[Stored items]
== == ==
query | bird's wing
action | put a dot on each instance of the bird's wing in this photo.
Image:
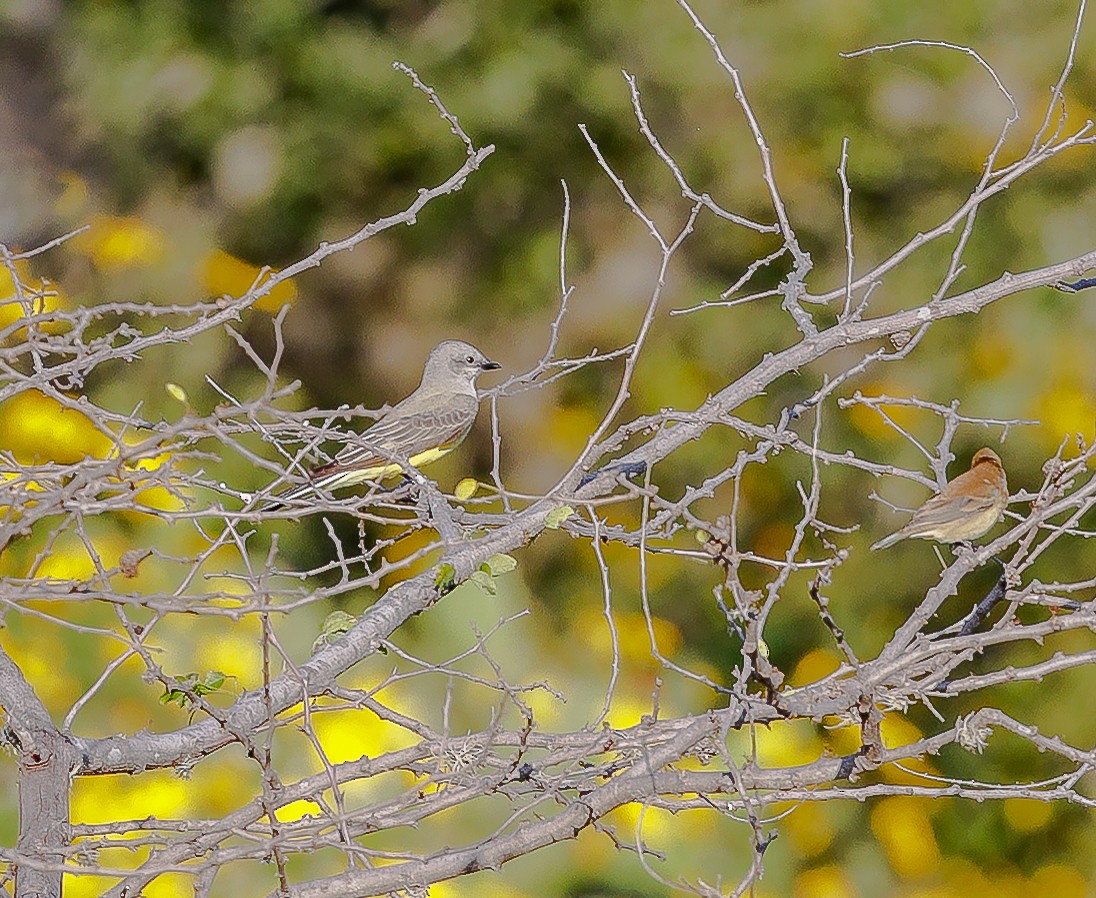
(408, 430)
(943, 509)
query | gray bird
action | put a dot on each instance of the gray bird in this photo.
(963, 510)
(422, 428)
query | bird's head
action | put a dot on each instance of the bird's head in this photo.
(456, 362)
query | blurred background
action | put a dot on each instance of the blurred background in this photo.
(203, 141)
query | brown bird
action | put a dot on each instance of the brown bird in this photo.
(963, 510)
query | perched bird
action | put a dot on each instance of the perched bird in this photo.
(963, 510)
(422, 428)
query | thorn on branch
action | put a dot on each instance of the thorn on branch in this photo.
(1076, 286)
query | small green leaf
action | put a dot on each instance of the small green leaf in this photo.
(466, 489)
(557, 516)
(444, 577)
(335, 625)
(213, 681)
(482, 579)
(499, 564)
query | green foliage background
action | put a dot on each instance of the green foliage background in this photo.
(259, 129)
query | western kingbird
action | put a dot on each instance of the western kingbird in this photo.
(963, 510)
(422, 428)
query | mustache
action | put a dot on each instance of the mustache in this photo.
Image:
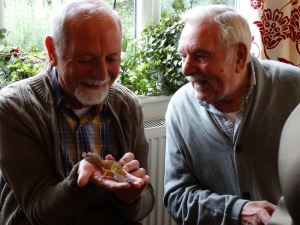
(196, 78)
(93, 81)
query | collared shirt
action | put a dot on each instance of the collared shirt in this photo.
(94, 132)
(227, 126)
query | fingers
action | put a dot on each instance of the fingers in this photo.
(85, 171)
(257, 212)
(127, 157)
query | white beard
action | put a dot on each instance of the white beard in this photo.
(89, 96)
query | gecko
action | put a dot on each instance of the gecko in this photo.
(110, 167)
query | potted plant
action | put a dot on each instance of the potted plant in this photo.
(17, 64)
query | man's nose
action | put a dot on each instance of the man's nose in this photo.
(188, 66)
(99, 69)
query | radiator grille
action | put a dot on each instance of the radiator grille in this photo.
(156, 135)
(154, 123)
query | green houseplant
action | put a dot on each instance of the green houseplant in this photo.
(17, 64)
(152, 66)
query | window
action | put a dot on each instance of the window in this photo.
(28, 21)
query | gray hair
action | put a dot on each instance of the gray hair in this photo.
(75, 7)
(233, 27)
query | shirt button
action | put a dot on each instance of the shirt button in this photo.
(247, 195)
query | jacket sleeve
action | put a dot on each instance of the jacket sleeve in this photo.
(34, 190)
(131, 124)
(185, 198)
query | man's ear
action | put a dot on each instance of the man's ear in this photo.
(51, 50)
(242, 53)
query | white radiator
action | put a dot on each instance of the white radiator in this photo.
(156, 135)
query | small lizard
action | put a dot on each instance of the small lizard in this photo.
(110, 167)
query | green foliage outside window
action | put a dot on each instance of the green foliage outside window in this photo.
(17, 64)
(152, 65)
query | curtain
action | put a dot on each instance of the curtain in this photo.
(275, 29)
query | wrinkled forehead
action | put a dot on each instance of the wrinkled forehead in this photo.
(199, 35)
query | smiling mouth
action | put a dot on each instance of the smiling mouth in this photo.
(202, 82)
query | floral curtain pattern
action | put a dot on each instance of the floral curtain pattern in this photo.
(275, 28)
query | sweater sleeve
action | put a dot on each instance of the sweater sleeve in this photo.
(187, 200)
(33, 189)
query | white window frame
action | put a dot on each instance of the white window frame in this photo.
(1, 15)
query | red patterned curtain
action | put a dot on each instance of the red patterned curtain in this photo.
(275, 28)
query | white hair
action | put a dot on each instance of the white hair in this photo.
(73, 8)
(233, 27)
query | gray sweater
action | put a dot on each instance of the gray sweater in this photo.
(33, 188)
(208, 179)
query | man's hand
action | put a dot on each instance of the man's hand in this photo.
(257, 213)
(126, 192)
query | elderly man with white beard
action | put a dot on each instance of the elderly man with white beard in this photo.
(74, 106)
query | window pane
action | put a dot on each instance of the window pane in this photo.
(167, 4)
(28, 21)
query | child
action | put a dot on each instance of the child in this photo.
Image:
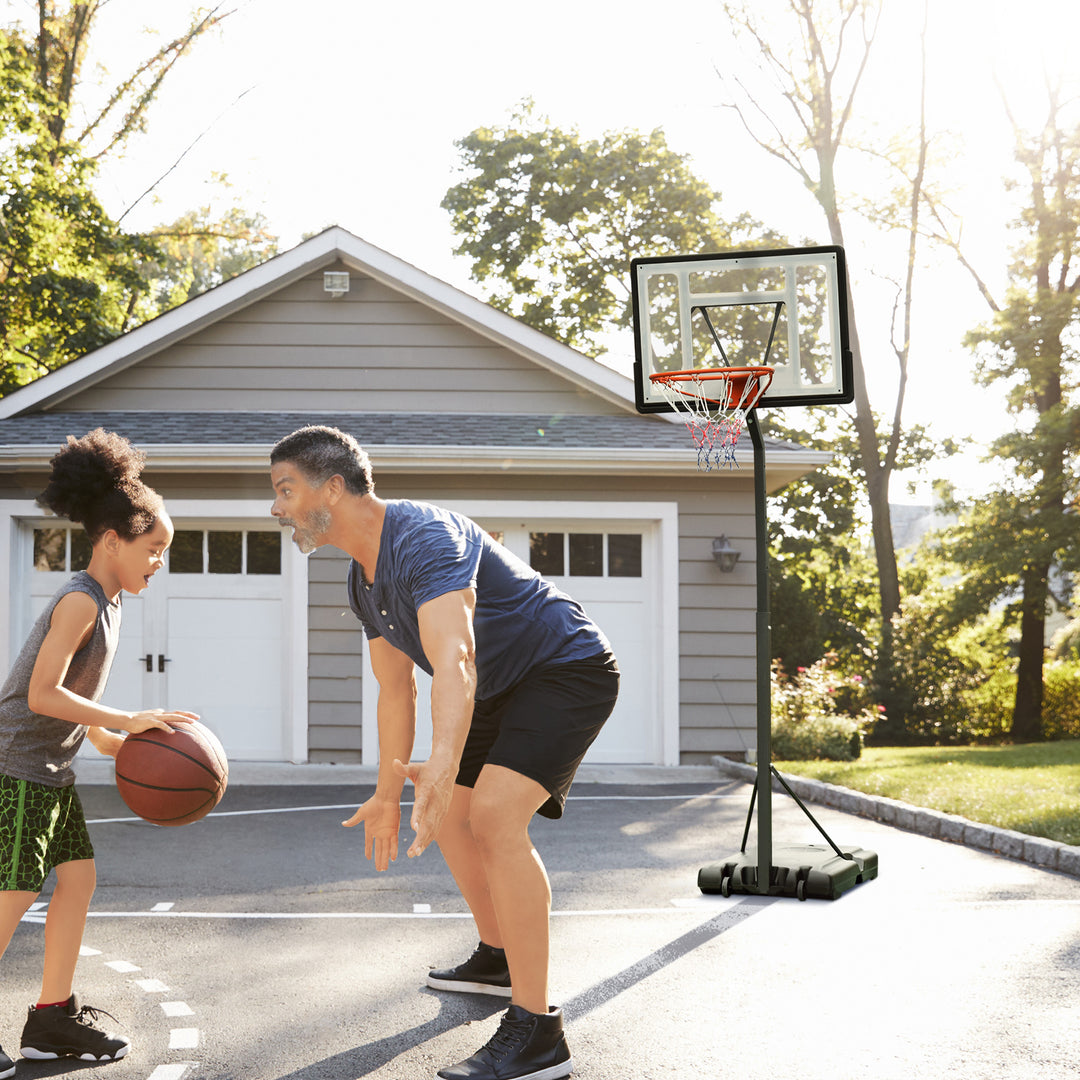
(49, 704)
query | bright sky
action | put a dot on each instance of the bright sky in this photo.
(346, 112)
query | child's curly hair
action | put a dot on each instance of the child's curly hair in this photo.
(95, 482)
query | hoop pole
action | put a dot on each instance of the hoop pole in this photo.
(764, 782)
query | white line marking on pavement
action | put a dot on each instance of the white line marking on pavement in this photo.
(352, 806)
(173, 1071)
(121, 966)
(176, 1009)
(366, 915)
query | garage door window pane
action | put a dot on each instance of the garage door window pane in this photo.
(81, 550)
(225, 552)
(185, 556)
(586, 554)
(624, 555)
(50, 549)
(545, 553)
(264, 553)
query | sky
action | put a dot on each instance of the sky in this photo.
(346, 112)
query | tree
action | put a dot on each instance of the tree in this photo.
(199, 251)
(68, 274)
(805, 124)
(551, 220)
(72, 278)
(1017, 536)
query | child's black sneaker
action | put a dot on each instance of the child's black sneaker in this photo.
(69, 1030)
(484, 972)
(526, 1047)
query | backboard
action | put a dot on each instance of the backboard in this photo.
(786, 309)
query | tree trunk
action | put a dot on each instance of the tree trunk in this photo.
(1027, 707)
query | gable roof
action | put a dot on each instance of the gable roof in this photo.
(332, 246)
(402, 442)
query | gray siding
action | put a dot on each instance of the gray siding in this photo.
(373, 349)
(717, 690)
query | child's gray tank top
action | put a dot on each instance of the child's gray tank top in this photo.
(40, 748)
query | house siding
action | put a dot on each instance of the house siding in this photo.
(717, 675)
(370, 350)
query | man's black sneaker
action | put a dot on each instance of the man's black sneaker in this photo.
(69, 1030)
(526, 1047)
(484, 972)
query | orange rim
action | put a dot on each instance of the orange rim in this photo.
(737, 377)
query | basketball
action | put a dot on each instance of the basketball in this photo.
(172, 779)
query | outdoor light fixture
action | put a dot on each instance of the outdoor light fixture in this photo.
(726, 555)
(335, 282)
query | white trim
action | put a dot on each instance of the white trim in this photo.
(294, 658)
(332, 245)
(665, 630)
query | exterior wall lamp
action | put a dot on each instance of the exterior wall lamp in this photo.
(335, 282)
(725, 555)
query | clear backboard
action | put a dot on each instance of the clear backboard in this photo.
(785, 309)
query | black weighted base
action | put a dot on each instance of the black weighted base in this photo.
(798, 869)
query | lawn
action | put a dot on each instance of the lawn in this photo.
(1033, 788)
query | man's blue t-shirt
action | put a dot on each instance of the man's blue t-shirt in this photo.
(521, 621)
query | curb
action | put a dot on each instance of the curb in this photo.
(1036, 850)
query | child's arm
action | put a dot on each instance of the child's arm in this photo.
(71, 626)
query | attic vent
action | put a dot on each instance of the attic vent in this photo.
(335, 282)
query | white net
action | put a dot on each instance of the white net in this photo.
(714, 403)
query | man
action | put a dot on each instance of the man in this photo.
(522, 683)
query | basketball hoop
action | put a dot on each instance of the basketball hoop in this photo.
(716, 401)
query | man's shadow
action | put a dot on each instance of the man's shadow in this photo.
(467, 1008)
(454, 1011)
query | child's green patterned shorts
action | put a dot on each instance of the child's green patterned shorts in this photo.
(40, 828)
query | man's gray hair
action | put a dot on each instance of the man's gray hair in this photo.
(321, 453)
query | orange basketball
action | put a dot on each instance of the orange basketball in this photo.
(172, 779)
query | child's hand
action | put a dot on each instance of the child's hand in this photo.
(105, 742)
(157, 718)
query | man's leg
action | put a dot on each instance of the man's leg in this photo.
(462, 856)
(502, 805)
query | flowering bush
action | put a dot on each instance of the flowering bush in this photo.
(820, 713)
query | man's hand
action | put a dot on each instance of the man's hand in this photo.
(434, 790)
(381, 818)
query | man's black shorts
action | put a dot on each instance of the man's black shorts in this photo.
(542, 727)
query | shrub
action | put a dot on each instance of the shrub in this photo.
(820, 713)
(1061, 700)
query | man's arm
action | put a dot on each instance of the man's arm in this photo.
(396, 718)
(446, 634)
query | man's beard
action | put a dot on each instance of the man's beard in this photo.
(307, 534)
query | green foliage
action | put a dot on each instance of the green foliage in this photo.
(1034, 788)
(200, 251)
(69, 275)
(820, 713)
(70, 278)
(551, 220)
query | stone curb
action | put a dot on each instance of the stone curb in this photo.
(1047, 854)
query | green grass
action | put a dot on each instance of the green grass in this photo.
(1033, 788)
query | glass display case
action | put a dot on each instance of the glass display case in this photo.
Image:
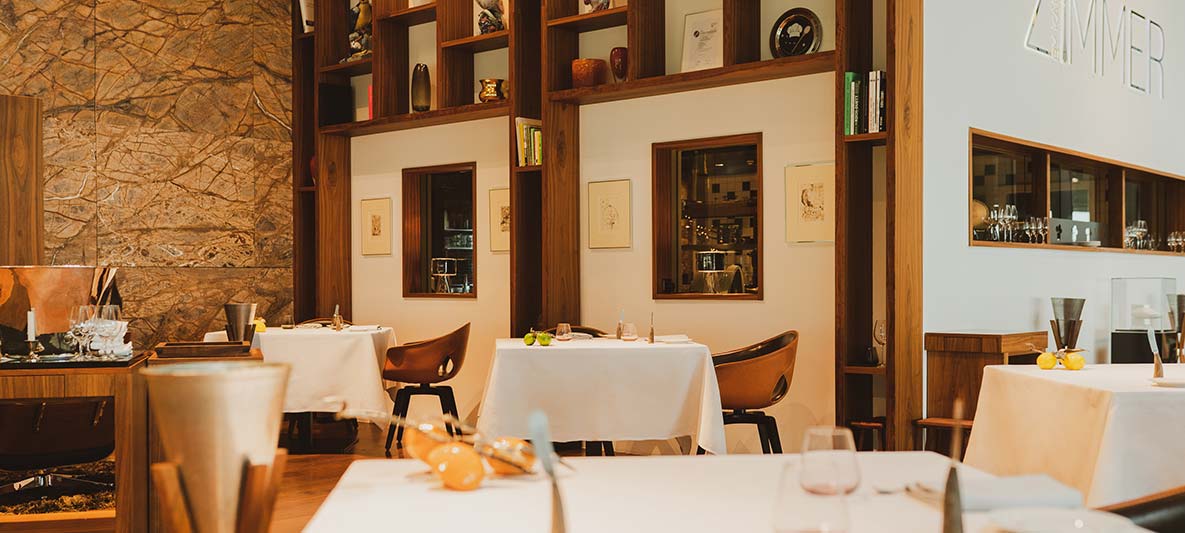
(1138, 304)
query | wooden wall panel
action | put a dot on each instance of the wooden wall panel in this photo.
(21, 174)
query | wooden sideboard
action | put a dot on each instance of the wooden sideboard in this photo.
(127, 387)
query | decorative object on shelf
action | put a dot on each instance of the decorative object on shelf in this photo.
(492, 17)
(376, 226)
(492, 90)
(609, 214)
(809, 203)
(795, 32)
(359, 21)
(588, 72)
(499, 219)
(703, 40)
(421, 89)
(591, 6)
(619, 60)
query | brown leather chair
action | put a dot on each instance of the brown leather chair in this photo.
(426, 363)
(754, 378)
(1161, 512)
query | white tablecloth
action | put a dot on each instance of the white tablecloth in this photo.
(709, 494)
(606, 390)
(325, 363)
(1105, 430)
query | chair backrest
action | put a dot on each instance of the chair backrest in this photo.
(52, 432)
(1161, 512)
(428, 361)
(757, 376)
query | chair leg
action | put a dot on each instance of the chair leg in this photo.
(775, 441)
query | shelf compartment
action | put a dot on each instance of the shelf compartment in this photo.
(732, 75)
(420, 120)
(412, 15)
(591, 21)
(482, 43)
(356, 68)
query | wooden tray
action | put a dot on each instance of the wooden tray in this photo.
(202, 350)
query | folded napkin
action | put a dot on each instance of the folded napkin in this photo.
(999, 493)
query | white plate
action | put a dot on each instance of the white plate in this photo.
(1176, 383)
(1055, 520)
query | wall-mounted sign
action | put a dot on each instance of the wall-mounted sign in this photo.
(1115, 39)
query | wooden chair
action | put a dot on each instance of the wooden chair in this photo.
(426, 363)
(1161, 512)
(754, 378)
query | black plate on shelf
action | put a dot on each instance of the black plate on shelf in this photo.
(795, 32)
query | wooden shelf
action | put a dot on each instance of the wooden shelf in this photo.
(864, 370)
(482, 43)
(875, 139)
(591, 21)
(420, 120)
(732, 75)
(412, 15)
(357, 68)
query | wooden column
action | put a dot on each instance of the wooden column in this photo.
(21, 173)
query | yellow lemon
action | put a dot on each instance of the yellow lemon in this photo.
(458, 466)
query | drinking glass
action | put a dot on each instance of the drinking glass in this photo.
(564, 332)
(629, 332)
(828, 461)
(799, 512)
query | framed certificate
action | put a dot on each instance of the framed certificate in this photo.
(703, 40)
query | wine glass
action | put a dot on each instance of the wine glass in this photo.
(828, 461)
(629, 332)
(798, 512)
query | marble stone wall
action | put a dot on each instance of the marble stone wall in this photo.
(167, 148)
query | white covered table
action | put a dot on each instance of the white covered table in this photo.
(606, 390)
(1105, 430)
(681, 494)
(325, 363)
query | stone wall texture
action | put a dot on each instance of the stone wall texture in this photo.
(167, 148)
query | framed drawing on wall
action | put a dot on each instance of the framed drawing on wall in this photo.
(609, 224)
(811, 203)
(499, 219)
(376, 226)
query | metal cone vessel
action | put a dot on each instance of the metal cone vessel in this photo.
(213, 419)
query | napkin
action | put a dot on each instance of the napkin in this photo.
(998, 493)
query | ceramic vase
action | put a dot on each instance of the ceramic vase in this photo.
(421, 89)
(619, 60)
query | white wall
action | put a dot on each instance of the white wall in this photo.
(796, 119)
(377, 162)
(978, 74)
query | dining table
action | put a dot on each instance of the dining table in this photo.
(1106, 430)
(606, 390)
(687, 494)
(343, 366)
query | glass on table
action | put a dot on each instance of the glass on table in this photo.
(802, 512)
(564, 332)
(828, 461)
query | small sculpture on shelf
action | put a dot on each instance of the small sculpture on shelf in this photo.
(359, 21)
(492, 17)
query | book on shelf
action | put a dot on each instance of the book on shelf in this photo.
(529, 135)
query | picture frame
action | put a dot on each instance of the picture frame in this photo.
(376, 226)
(703, 40)
(811, 203)
(609, 214)
(499, 219)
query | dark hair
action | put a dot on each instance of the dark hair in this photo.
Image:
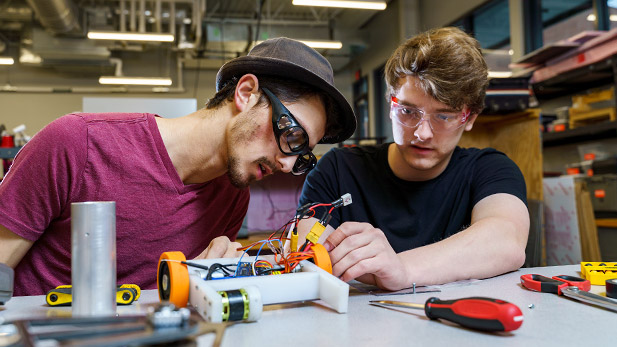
(286, 90)
(448, 64)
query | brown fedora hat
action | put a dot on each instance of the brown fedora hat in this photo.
(287, 58)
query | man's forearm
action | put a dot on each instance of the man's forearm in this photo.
(488, 248)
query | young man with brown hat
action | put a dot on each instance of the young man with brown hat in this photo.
(424, 210)
(179, 184)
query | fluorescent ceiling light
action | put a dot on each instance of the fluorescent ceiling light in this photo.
(318, 44)
(113, 35)
(499, 74)
(7, 61)
(142, 81)
(592, 17)
(367, 5)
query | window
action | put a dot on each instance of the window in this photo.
(562, 19)
(491, 24)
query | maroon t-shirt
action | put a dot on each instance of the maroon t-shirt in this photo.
== == ==
*WHAT IS BEING ASKED*. Copy the stored items verbatim, starting at the line containing "query | brown fedora hat" and continuing through the last line of the records.

*TASK SOLUTION*.
query | brown fedora hat
action | put a dot on each instance of the brown fedora hat in this photo.
(287, 58)
query | man's forearm
action | put a dot on each instance of the man's forearm in this photo.
(488, 248)
query | young man with brown hat
action | put a dot on each instance of the young man with brown hat in this photo.
(424, 210)
(179, 184)
query | fluorescent ceiling light
action | put a dot on each instance of the fluorescent ceiling light in this photo.
(318, 44)
(113, 35)
(499, 74)
(7, 61)
(142, 81)
(592, 17)
(367, 5)
query | window
action | put a dot on each instance of the window in this photo.
(562, 19)
(491, 24)
query | maroon t-shirt
action | put a dot on each instance of the maroon t-shirt in this photo.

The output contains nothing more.